Entries taken from a collection:

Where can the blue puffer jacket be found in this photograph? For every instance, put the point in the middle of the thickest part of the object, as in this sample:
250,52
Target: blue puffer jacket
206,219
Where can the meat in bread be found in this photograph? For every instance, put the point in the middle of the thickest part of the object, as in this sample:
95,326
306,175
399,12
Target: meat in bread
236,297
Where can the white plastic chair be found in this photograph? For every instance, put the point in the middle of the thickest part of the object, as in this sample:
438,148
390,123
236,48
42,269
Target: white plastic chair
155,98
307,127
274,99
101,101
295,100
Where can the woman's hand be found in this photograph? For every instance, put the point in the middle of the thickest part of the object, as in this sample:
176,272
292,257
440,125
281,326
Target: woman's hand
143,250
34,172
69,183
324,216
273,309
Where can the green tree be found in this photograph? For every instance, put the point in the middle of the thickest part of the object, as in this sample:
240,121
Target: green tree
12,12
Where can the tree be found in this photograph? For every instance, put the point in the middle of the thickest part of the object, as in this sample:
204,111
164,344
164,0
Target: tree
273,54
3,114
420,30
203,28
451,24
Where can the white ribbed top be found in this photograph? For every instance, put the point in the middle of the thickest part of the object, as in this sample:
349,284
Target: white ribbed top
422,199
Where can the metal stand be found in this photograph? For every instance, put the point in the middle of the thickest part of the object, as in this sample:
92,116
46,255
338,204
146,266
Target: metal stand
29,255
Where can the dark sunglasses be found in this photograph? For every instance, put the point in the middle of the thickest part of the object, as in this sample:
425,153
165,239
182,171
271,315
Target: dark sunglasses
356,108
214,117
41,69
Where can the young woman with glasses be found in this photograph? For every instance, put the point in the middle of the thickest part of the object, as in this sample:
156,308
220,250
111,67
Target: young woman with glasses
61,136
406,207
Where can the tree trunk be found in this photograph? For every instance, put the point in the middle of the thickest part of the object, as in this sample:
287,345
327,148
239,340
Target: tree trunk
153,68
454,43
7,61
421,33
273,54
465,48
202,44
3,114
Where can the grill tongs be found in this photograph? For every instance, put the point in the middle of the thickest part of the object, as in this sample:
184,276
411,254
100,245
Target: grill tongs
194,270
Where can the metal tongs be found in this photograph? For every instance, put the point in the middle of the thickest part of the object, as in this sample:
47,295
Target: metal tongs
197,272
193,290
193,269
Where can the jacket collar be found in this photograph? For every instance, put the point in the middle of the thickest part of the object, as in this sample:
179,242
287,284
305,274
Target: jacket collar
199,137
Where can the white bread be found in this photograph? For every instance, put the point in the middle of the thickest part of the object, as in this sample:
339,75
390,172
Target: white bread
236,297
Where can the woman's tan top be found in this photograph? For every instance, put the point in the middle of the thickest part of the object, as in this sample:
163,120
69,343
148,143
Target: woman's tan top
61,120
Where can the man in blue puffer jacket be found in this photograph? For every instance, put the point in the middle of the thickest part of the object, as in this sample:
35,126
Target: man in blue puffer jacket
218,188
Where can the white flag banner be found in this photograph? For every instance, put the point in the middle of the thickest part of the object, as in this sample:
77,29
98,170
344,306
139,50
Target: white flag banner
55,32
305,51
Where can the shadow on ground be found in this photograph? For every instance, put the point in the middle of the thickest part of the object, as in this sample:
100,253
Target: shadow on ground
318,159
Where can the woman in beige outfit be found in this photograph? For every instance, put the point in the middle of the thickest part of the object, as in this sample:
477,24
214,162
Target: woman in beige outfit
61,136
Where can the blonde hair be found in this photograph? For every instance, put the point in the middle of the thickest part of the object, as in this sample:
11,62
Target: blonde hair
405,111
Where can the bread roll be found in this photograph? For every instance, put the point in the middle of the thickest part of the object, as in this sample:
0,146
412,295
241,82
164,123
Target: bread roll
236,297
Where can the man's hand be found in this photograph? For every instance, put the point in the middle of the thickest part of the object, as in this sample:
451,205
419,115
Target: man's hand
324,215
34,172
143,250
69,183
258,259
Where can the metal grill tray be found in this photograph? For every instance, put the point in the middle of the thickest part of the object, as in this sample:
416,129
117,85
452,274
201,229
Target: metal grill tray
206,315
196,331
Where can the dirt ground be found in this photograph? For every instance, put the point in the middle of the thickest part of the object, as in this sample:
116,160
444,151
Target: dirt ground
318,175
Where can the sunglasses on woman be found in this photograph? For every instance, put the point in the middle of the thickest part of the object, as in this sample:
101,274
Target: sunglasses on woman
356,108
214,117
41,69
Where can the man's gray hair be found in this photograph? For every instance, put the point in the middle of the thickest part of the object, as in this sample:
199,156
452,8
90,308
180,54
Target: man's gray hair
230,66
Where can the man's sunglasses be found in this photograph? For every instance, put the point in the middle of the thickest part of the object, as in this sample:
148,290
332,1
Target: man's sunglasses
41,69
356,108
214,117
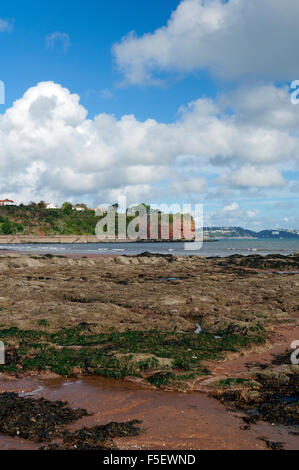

* [Exercise description]:
Output all the records, word for word, with no pictures in the copy.

* [Exercise answer]:
Where can the blue puffer jacket be found in this photograph? For every instance, put the point in the middle of the thickest part of the object, as in this sample:
250,52
Target: blue puffer jacket
206,219
Where can the meat in bread be found in this photograph? For every instance, put the point in the middle of the thickest part of the object, as in this sample:
95,326
306,175
399,12
Target: meat in bread
236,297
Where can the white plastic chair be found in this photograph? For every instance, put the point in the middle of the thickest part of the object, as in this sample:
438,148
390,123
236,48
42,269
Target: white plastic chair
155,98
307,127
274,99
101,101
295,100
Where can the woman's hand be found in this photograph? For every instance, put the point in the middle of the thickest part of the object, as in this sample:
176,272
292,257
440,125
281,326
Target: woman's hand
143,250
34,172
69,183
324,216
273,309
Where can the green tree be found in this photograph? For every instance, put the point in the middle of the thickest part of the object, as in this sample:
240,121
Target: green tree
12,12
Where can the tree be found in this photograph? For every instance, put the point in the middle of the thickest part of the object, as in this sample:
204,111
164,344
164,0
Target: tree
273,54
3,114
420,30
203,28
451,24
Where can the white ribbed top be found in this photograph? For every instance, put the point in the middle of the thickest part of the object, as in this sample:
349,284
Target: white ribbed top
422,199
Where can the metal stand be found in this photograph? For every instance, put the point in the middle of the thickest part of the object, as in this sample:
92,116
46,255
338,204
146,266
Target: metal stand
29,255
Where can the dark sunglasses be found in this photograph? For every instance, put the point in the middle of the thickest part of the object, as in this sample:
425,153
165,239
182,171
271,315
Target: dark sunglasses
356,108
214,117
41,69
Where can the young woman with glasses be found in this photograph? For every instance, put the point in the middle of the thickest part of the object, as in this sample:
156,308
220,250
111,67
Target: young woman with glasses
61,136
406,207
Where can the tree trunk be found in this photograph? For every instance, put the point in the middle of the thickest part of the object, as in this sample:
287,345
327,148
239,340
Target: tree trunk
153,68
454,43
7,61
421,33
273,54
465,48
202,44
3,114
Where can the grill tongs be found in this photograph? For every instance, put the point in the middle of the thickest part of the object, as in this sample:
184,276
411,254
100,245
Target: grill tongs
194,270
Where can the metal tongs be found in this photograph? For every instance, put the point in the middle of the thickest part of the object, as in this sample:
47,295
Target: metal tongs
197,272
193,290
193,269
Where can the jacket collar be found in this photograph? For every instance, put the point in the middle of the thickest part of the object, as in this sample:
179,242
287,284
305,274
Target: jacket collar
199,137
Where can the white bread be found in this photograph? For every instance, put the point in the middle of the thickest part of the object, as in this sample:
339,75
390,172
Target: white bread
236,297
Where can the woman's tan top be found in this photograph? For every instance, put the point in the middle of the thickest part of the object, as in this sample:
163,120
69,343
148,143
Target: woman's tan top
61,120
Where can the man in blue puffer jacket be found in this photograph? For every instance, put the point in the middle of the thickest part of the object, as in this sample:
35,126
Target: man in blue puffer jacket
218,188
Where can the white flag banner be found in this photograph? For every instance, put the point in the middle of the thickest part of the object, as in this sample:
77,29
98,170
344,306
139,50
Target: white flag banner
55,32
305,51
Where can the shadow on ground be found in this photograph? For every instance, put the point in the middle of the thickest part of the object, as in this sample:
100,253
Target: shadow on ground
318,159
Where can the woman in beige outfit be found in this photograph? For every instance, put the point in the middle of the thickest part of the object, as in this sample:
477,24
214,162
Target: woman in beige outfit
61,136
Where can the blonde hair be found in this photograph? For every instance, put the point in the middle of the thickest part of the object, as in this sample:
11,62
Target: blonde hair
405,111
Where can the bread roll be found in this photograph? For every instance, put the point in the middle of the thickest part of the object, as in this sample:
0,146
412,295
241,82
164,123
Target: bread roll
236,297
Where can the man's hand be found in this photograph? For every instance, put the point in the middle of the thickest part of the object, as in this sample:
451,205
419,115
Target: man's hand
324,215
34,172
143,250
69,183
258,259
Where can the metal grill tray be found in this photograph? For every instance, put the point in the middle of the thickest part of the object, as in this sample:
416,129
117,85
452,274
201,229
Target: metal grill tray
206,315
196,331
Where can the dirt ground be found in this photograph? For every instance, put the point in the middle of the thickest part of the object, as in this sample:
116,160
444,151
Target: dirt ground
318,175
Where can the sunglasses on woman be found in this photograph? For every instance, put the point in the middle of the thickest part of the object, as in this sample:
101,274
Target: sunglasses on woman
356,108
214,117
41,69
Where can the man's gray hair be found in this photograph? For every instance, put the point in the middle of the thickest part of the object, as in this sample:
199,156
452,8
90,308
180,54
Target: man's gray hair
230,66
Where can the man's sunglasses be found in this photograph? For every instance, put the point in the middle of the thickest part of the object, as in this sample:
148,290
332,1
Target: man's sunglasses
41,69
356,108
214,117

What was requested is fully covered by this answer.